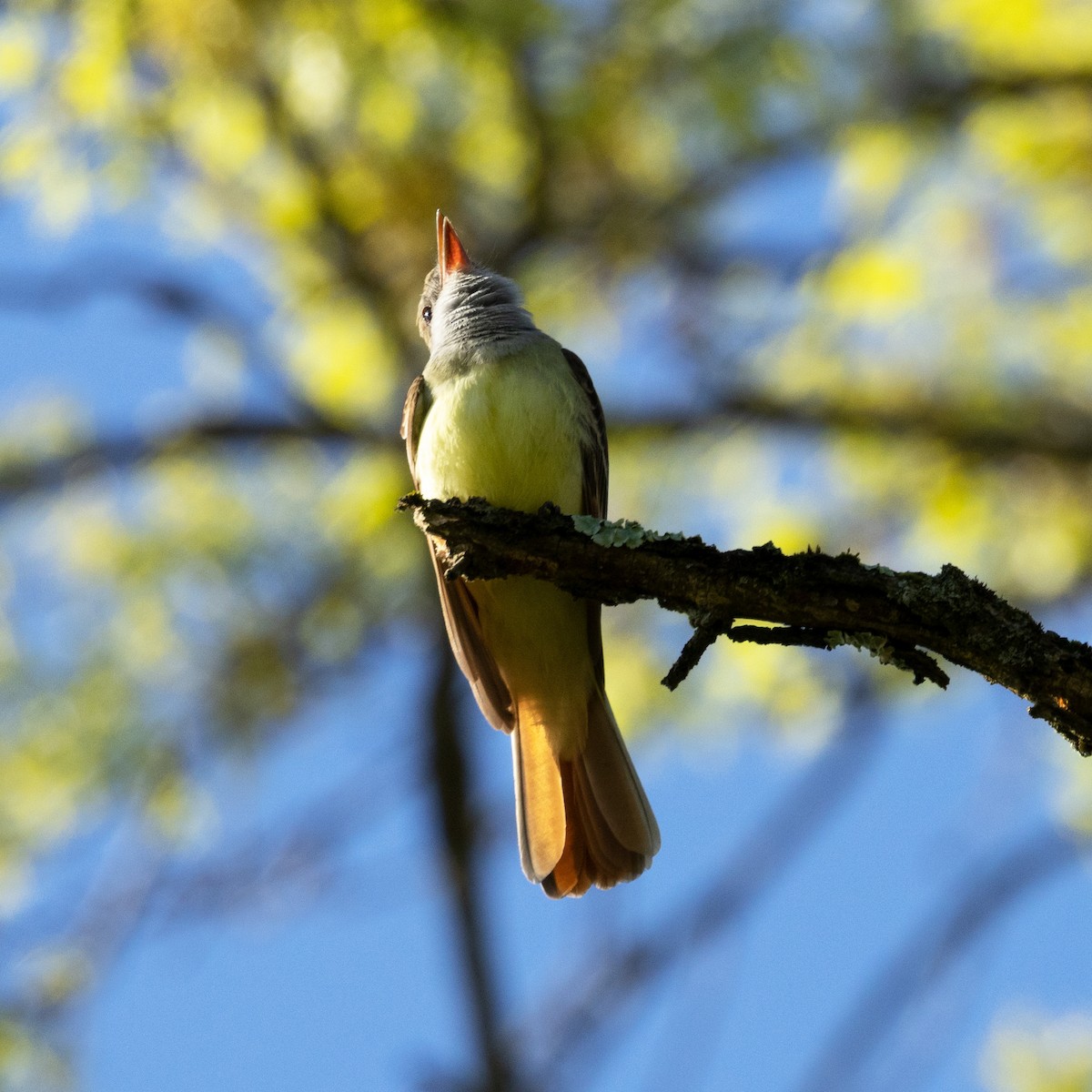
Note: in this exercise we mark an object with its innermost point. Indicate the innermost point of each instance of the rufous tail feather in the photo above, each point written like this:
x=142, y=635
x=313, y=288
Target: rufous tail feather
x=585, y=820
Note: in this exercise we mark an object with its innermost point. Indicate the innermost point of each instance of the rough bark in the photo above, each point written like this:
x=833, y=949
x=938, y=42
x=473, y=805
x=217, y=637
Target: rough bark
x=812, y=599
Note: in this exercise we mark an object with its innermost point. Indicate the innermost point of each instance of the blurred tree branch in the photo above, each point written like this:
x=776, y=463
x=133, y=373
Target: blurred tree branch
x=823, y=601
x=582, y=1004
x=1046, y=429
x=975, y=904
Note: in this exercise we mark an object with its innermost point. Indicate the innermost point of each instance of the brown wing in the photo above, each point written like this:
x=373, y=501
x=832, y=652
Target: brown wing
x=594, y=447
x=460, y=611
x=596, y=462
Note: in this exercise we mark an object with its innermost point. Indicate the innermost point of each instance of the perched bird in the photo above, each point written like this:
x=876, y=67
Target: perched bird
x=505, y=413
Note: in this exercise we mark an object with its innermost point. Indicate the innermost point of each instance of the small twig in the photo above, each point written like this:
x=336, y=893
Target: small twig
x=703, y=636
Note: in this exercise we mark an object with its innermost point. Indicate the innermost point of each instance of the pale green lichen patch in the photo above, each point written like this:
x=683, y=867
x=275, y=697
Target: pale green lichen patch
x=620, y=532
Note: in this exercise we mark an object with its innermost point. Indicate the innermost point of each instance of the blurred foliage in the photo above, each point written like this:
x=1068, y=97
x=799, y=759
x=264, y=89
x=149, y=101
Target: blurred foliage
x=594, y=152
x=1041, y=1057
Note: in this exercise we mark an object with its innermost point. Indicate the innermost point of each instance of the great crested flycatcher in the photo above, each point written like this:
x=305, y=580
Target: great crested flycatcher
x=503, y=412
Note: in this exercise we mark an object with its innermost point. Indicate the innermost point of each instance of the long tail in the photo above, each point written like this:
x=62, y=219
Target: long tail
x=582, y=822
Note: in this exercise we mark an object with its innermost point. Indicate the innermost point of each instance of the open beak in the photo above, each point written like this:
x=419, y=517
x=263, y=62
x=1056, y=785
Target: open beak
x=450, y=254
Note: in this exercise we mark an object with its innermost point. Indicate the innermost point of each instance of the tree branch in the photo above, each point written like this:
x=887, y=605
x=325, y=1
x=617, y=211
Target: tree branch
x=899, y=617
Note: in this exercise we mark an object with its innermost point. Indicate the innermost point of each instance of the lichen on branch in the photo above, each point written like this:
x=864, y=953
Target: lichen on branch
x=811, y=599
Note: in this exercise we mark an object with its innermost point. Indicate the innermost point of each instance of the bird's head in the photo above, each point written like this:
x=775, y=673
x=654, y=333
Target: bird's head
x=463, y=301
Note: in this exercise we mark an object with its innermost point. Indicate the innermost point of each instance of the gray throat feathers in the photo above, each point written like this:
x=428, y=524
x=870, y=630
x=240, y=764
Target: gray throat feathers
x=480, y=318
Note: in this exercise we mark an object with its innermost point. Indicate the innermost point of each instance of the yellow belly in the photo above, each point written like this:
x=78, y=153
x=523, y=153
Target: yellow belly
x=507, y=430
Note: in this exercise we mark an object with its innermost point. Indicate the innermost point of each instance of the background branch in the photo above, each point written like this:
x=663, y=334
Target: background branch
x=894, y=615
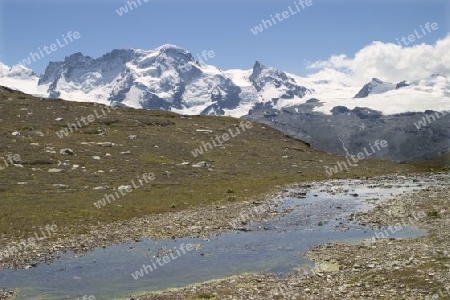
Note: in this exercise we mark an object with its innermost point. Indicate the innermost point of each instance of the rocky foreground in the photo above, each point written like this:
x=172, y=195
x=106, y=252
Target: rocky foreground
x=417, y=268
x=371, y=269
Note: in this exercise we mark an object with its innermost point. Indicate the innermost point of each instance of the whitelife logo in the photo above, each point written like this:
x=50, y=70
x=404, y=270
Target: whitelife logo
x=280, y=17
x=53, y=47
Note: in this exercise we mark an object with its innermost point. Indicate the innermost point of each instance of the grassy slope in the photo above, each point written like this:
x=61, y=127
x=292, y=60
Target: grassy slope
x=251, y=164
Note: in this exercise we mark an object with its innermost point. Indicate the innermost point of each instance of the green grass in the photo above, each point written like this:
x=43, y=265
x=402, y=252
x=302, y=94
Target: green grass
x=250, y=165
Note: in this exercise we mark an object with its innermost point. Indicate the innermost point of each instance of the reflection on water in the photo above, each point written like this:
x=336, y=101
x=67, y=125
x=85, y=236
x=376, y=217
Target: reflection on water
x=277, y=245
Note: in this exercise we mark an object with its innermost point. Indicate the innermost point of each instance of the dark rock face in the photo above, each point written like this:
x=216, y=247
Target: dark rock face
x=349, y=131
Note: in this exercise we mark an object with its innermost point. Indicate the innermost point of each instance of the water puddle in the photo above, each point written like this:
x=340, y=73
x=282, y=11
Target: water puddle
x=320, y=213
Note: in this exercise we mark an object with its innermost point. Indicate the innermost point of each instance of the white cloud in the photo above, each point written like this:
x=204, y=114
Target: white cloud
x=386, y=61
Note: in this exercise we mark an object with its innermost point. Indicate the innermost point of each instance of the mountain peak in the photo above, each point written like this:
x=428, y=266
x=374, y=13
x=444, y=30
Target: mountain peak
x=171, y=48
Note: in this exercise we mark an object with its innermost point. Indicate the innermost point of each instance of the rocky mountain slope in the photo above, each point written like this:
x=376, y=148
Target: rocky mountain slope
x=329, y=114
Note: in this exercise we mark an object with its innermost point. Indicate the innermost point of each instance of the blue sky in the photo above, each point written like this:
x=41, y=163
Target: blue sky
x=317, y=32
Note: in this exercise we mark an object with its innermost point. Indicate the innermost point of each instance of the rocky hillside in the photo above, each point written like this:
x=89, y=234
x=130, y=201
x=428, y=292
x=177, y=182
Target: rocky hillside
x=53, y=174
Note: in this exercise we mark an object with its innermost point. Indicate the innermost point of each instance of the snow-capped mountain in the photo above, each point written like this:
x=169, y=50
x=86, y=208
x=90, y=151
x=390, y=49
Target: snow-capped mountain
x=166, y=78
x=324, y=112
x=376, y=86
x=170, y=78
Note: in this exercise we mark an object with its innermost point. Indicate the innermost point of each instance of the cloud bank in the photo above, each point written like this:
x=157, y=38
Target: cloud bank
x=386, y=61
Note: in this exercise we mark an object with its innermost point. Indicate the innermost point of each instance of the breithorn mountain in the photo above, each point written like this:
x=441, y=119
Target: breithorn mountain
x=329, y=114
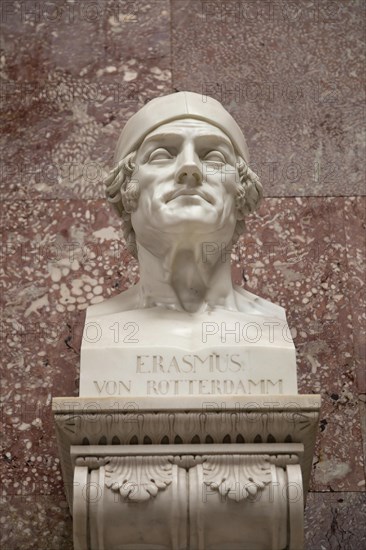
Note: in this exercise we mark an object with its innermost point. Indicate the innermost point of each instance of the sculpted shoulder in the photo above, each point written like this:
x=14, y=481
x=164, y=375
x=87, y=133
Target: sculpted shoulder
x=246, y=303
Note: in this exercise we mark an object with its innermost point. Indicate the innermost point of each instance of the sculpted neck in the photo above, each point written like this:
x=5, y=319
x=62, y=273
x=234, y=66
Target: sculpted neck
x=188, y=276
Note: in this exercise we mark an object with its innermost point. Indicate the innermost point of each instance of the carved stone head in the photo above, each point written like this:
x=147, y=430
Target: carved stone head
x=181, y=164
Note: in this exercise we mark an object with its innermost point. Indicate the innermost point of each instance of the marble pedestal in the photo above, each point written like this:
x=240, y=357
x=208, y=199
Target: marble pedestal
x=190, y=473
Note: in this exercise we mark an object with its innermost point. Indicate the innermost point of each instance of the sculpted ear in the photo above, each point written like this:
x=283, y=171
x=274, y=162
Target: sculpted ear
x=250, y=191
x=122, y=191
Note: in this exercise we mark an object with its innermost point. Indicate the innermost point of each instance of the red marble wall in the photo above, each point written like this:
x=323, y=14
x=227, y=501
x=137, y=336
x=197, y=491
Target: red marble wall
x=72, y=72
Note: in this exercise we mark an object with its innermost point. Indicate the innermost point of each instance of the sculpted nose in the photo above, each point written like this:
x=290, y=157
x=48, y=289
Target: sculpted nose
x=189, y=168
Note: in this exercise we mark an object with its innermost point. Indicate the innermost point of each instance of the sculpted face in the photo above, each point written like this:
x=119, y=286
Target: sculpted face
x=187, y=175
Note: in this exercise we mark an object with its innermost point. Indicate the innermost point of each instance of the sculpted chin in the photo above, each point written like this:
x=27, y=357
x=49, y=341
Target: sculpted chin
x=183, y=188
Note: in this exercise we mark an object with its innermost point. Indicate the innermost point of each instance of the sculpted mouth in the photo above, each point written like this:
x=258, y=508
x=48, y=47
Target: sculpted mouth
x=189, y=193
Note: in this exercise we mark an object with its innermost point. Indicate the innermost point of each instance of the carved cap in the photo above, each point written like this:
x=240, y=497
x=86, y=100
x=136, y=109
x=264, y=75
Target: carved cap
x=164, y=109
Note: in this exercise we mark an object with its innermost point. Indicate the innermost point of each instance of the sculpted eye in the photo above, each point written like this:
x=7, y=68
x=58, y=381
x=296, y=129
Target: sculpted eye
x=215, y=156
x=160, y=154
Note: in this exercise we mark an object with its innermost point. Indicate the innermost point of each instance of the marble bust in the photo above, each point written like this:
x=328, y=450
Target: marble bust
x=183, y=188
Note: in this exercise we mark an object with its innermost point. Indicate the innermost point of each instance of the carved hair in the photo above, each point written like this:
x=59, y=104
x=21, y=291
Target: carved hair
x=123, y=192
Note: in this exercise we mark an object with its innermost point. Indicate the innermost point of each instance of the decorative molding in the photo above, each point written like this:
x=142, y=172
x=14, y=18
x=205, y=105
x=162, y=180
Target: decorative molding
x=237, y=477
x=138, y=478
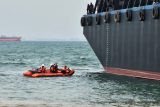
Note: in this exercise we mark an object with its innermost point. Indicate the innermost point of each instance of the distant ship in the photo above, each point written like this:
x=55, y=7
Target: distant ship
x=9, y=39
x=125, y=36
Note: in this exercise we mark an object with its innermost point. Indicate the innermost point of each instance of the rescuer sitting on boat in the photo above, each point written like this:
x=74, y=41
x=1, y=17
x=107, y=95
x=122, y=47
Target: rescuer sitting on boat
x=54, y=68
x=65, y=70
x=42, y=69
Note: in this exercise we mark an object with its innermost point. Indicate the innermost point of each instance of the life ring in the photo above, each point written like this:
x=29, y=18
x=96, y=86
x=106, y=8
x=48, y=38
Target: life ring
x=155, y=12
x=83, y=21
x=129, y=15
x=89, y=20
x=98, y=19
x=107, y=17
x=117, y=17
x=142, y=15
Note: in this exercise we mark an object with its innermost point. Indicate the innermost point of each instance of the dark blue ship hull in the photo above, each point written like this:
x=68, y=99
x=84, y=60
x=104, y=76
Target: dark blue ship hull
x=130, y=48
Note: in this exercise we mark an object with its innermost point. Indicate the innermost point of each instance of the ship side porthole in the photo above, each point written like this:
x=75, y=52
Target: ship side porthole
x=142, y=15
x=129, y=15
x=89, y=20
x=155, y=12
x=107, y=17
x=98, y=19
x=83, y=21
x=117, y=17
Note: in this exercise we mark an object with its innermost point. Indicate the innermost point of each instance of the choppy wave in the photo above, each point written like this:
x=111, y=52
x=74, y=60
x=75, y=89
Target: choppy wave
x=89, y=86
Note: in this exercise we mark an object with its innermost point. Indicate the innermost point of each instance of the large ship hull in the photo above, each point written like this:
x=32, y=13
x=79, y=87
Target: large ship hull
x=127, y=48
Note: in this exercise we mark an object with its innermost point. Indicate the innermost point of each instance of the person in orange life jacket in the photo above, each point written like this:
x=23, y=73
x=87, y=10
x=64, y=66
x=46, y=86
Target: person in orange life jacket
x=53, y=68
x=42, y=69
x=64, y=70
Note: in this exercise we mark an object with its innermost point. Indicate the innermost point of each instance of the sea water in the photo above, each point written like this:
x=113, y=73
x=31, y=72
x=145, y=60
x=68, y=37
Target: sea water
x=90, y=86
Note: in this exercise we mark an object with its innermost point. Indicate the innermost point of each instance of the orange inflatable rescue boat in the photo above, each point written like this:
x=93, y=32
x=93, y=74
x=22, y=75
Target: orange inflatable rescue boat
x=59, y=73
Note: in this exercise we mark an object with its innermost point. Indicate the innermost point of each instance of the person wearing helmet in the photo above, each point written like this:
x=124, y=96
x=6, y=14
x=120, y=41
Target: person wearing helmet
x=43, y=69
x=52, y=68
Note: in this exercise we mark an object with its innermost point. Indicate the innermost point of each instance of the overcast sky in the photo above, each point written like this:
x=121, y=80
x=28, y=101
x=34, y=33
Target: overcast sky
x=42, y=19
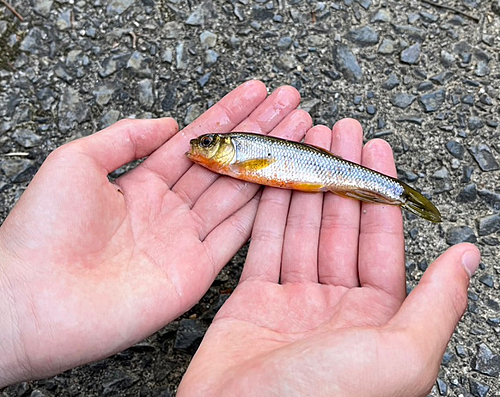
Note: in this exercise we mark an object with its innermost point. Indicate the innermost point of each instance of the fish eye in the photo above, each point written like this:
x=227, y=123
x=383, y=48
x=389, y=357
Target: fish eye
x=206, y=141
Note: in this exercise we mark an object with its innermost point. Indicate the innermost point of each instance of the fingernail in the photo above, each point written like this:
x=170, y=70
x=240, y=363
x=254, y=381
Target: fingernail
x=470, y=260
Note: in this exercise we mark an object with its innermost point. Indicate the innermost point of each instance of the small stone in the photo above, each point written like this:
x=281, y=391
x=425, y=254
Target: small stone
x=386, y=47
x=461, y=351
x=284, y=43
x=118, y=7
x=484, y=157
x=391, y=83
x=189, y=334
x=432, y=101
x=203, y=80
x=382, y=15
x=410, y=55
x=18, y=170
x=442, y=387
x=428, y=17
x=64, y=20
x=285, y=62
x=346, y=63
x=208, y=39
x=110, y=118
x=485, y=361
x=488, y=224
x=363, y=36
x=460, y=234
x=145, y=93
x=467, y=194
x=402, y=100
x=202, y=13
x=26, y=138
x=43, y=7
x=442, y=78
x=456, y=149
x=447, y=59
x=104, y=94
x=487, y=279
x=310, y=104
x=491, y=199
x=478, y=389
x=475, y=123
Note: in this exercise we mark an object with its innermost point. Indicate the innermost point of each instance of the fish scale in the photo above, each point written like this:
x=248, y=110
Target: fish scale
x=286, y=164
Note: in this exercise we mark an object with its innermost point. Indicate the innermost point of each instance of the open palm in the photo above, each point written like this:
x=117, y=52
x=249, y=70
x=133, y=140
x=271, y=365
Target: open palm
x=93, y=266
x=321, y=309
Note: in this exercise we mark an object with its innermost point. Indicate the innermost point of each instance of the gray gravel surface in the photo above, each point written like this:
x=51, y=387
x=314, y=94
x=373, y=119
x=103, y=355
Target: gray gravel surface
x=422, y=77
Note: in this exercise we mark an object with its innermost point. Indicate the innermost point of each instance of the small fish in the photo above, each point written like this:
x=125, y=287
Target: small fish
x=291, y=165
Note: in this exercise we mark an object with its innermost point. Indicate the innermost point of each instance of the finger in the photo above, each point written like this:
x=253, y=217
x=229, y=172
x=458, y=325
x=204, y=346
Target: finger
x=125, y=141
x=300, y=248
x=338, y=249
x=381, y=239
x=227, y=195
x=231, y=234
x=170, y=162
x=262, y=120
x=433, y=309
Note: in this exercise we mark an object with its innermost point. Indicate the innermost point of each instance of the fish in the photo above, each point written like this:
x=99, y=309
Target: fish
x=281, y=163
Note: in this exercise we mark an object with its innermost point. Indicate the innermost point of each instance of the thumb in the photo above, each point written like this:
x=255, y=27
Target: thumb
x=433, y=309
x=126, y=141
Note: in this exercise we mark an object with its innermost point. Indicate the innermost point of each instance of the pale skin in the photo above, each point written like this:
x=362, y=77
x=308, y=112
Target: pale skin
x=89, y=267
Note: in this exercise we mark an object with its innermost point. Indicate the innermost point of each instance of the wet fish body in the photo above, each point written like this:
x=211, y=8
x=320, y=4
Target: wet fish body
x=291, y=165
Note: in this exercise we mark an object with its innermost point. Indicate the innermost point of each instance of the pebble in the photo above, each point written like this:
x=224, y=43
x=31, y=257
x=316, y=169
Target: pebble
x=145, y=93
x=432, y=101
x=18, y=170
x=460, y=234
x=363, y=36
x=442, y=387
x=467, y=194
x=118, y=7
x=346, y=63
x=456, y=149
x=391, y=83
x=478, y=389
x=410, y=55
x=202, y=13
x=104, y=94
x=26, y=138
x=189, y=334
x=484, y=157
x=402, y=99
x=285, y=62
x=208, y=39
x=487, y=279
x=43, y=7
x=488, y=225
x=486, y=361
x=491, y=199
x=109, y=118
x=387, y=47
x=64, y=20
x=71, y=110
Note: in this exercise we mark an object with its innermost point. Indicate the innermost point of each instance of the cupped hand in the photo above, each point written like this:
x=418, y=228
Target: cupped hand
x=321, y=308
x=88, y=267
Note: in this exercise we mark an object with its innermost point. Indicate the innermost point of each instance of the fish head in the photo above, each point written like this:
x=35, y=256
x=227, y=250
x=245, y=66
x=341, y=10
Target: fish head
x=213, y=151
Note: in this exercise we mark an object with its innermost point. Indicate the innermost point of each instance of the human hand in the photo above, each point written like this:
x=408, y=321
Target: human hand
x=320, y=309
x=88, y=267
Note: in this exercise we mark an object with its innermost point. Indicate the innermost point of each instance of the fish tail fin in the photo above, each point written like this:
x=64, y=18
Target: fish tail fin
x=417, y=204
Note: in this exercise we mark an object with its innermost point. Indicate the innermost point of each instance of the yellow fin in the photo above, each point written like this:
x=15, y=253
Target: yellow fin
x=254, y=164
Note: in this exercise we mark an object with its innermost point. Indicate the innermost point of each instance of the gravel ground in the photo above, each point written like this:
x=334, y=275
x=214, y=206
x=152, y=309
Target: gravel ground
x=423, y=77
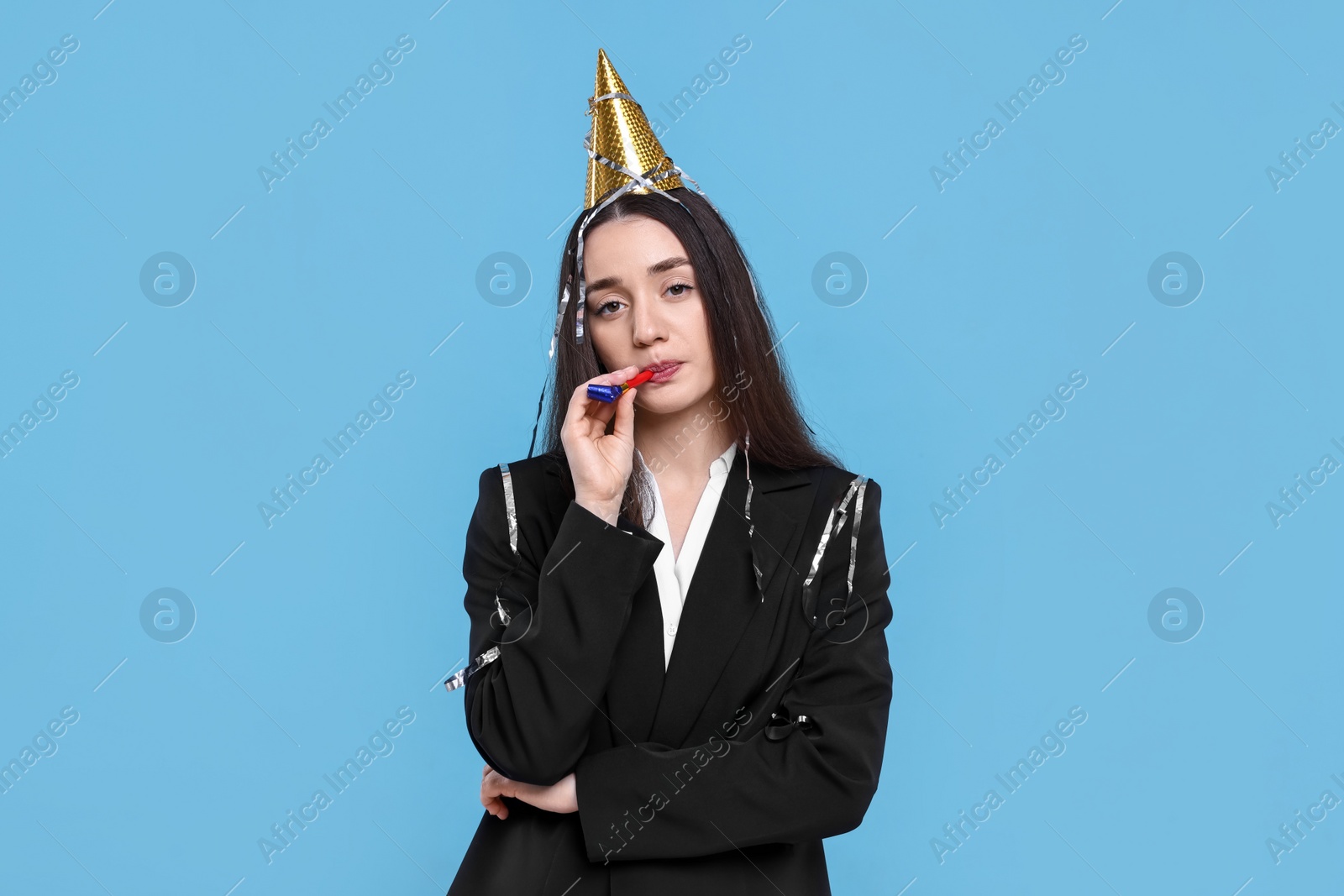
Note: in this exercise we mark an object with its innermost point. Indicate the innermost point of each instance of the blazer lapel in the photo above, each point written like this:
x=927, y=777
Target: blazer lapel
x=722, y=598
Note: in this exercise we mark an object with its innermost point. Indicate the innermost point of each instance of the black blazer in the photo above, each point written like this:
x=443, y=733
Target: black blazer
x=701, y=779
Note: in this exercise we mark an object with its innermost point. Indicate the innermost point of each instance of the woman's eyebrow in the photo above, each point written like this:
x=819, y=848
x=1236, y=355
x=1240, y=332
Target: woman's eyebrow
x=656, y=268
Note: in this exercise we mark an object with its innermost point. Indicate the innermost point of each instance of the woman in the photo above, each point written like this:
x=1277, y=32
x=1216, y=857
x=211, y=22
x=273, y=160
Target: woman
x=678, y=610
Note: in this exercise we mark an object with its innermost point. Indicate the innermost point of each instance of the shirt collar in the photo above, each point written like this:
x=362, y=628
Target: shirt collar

____

**Instructions for the task:** Copy exactly the lines of the listing above, beginning at the line with "the woman in" and ending at its final line; write out nothing else.

**Written answer:**
Note: in this exercise we mark an object with its innermost point. Indicate the innermost point of each instance of the woman in the photo above, each point written like this:
x=1277, y=32
x=1216, y=857
x=211, y=22
x=273, y=160
Target: woman
x=678, y=610
Note: in this exercise we mark an object with its innermost point. Indicate the innermost point of each instance of the shirt collar in the photo above, each point written like this:
x=362, y=628
Target: shirt collar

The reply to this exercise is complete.